Update the passage on the Etruscans' origins between "Story of Their" and "mere verbal mistake.", inclusive, and reproduce it with "glaring" replaced by "striking".

[Text passage]
## START

Home of the Etruscans


It is equally difficult to determine from what quarter the Etruscans
migrated into Italy; nor is much lost through our inability to
answer the question, for this migration belonged at any rate to
the infancy of the people, and their historical development began
and ended in Italy. No question, however, has been handled with
greater zeal than this, in accordance with the principle which induces
antiquaries especially to inquire into what is neither capable of
being known nor worth the knowing--to inquire "who was Hecuba's
mother," as the emperor Tiberius professed to do. As the oldest
and most important Etruscan towns lay far inland--in fact we find
not a single Etruscan town of any note immediately on the coast
except Populonia, which we know for certain was not one of the old
twelve cities-- and the movement of the Etruscans in historical
times was from north to south, it seems probable that they migrated
into the peninsula by land. Indeed the low stage of civilization,
in which we find them at first, would ill accord with the hypothesis
of immigration by sea. Nations even in the earliest times crossed
a strait as they would a stream; but to land on the west coast of
Italy was a very different matter. We must therefore seek for the
earlier home of the Etruscans to the west or north of Italy. It is
not wholly improbable that the Etruscans may have come into Italy
over the Raetian Alps; for the oldest traceable settlers in the
Grisons and Tyrol, the Raeti, spoke Etruscan down to historical
times, and their name sounds similar to that of the Ras. These
may no doubt have been a remnant of the Etruscan settlements on
the Po; but it is at least quite as likely that they may have been
a portion of the people which remained behind in its earlier abode.


Story of Their Lydian Origin


In glaring contradiction to this simple and natural view stands
the story that the Etruscans were Lydians who had emigrated from
Asia. It is very ancient: it occurs even in Herodotus; and it
reappears in later writers with innumerable changes and additions,
although several intelligent inquirers, such as Dionysius, emphatically
declared their disbelief in it, and pointed to the fact that there
was not the slightest apparent similarity between the Lydians and
Etruscans in religion, laws, manners, or language. It is possible
that an isolated band of pirates from Asia Minor may have reached
Etruria, and that their adventure may have given rise to such tales;
but more probably the whole story rests on a mere verbal mistake.
The Italian Etruscans or the -Turs-ennae- (for this appears to
be the original form and the basis of the Greek --Turs-einnoi--,
--Turreinoi--, of the Umbrian -Turs-ci-, and of the two Roman forms
-Tusci-, -Etrusci-) nearly coincide in name with the Lydian people
of the --Torreiboi-- or perhaps also --Turr-einoi--, so named from
the town --Turra--, This manifestly accidental resemblance in name
seems to be in reality the only foundation for that hypothesis--not
rendered more trustworthy by its great antiquity--and for all the
pile of crude historical speculations that has been reared upon
it. By connecting the ancient maritime commerce of the Etruscans
with the piracy of the Lydians, and then by confounding (Thucydides
is the first who has demonstrably done so) the Torrhebian pirates,
whether rightly or wrongly, with the bucaneering Pelasgians who
roamed and plundered on every sea, there has been produced one of
the most mischievous complications of historical tradition. The
term Tyrrhenians denotes sometimes the Lydian Torrhebi--as is the
case in the earliest sources, such as the Homeric hymns; sometimes
under the form Tyrrheno-Pelasgians or simply that of Tyrrhenians,
the Pelasgian nation; sometimes, in fine, the Italian Etruscans,
although the latter never came into lasting contact with the
Pelasgians or Torrhebians, or were at all connected with them by
common descent.

## END

[Stored records]
## START

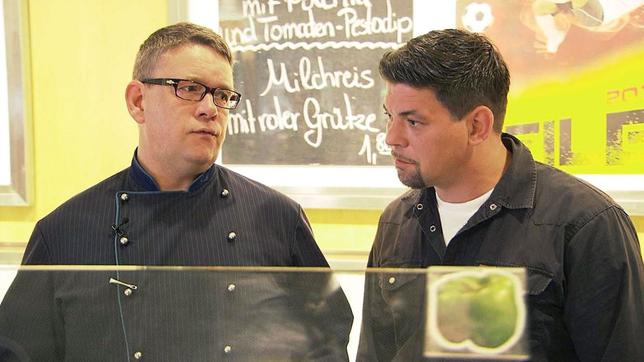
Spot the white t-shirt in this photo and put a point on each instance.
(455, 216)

## END
## START

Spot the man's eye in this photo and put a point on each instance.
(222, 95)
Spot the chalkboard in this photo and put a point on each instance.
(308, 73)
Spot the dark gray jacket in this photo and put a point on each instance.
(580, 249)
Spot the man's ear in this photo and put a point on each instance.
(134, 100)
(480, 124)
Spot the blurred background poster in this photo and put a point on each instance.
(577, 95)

## END
## START

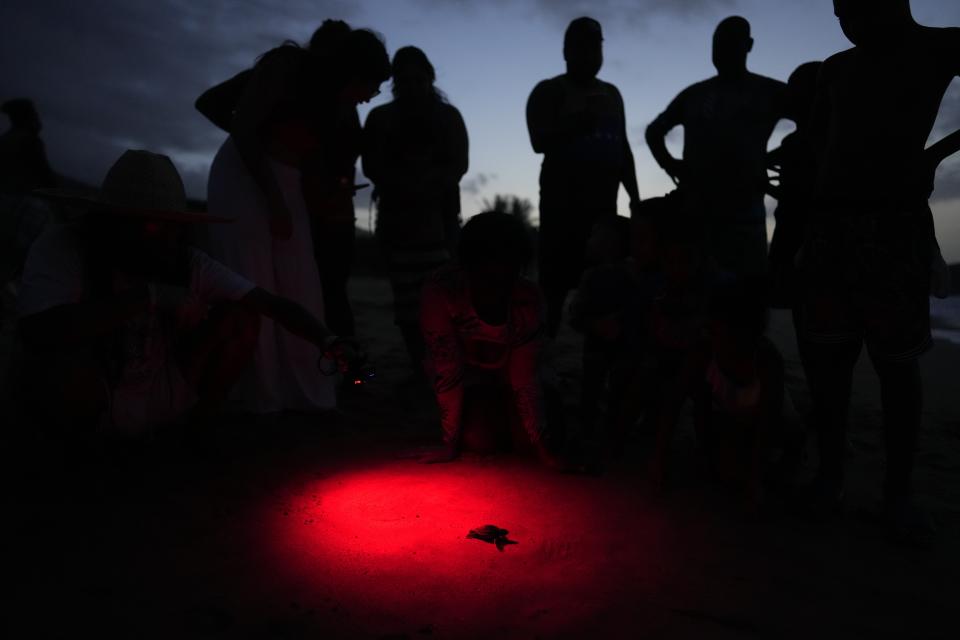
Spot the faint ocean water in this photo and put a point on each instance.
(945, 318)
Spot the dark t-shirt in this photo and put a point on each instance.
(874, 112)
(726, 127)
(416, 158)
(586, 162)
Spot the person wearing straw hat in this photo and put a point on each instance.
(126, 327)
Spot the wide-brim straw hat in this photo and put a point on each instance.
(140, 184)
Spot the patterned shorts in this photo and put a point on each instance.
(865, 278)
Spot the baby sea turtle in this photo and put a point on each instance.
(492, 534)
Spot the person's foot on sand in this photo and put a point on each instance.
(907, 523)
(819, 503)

## END

[Task answer]
Story of Their Lydian Origin


In striking contradiction to this simple and natural view stands
the story that the Etruscans were Lydians who had emigrated from
Asia. It is very ancient: it occurs even in Herodotus; and it
reappears in later writers with innumerable changes and additions,
although several intelligent inquirers, such as Dionysius, emphatically
declared their disbelief in it, and pointed to the fact that there
was not the slightest apparent similarity between the Lydians and
Etruscans in religion, laws, manners, or language. It is possible
that an isolated band of pirates from Asia Minor may have reached
Etruria, and that their adventure may have given rise to such tales;
but more probably the whole story rests on a mere verbal mistake.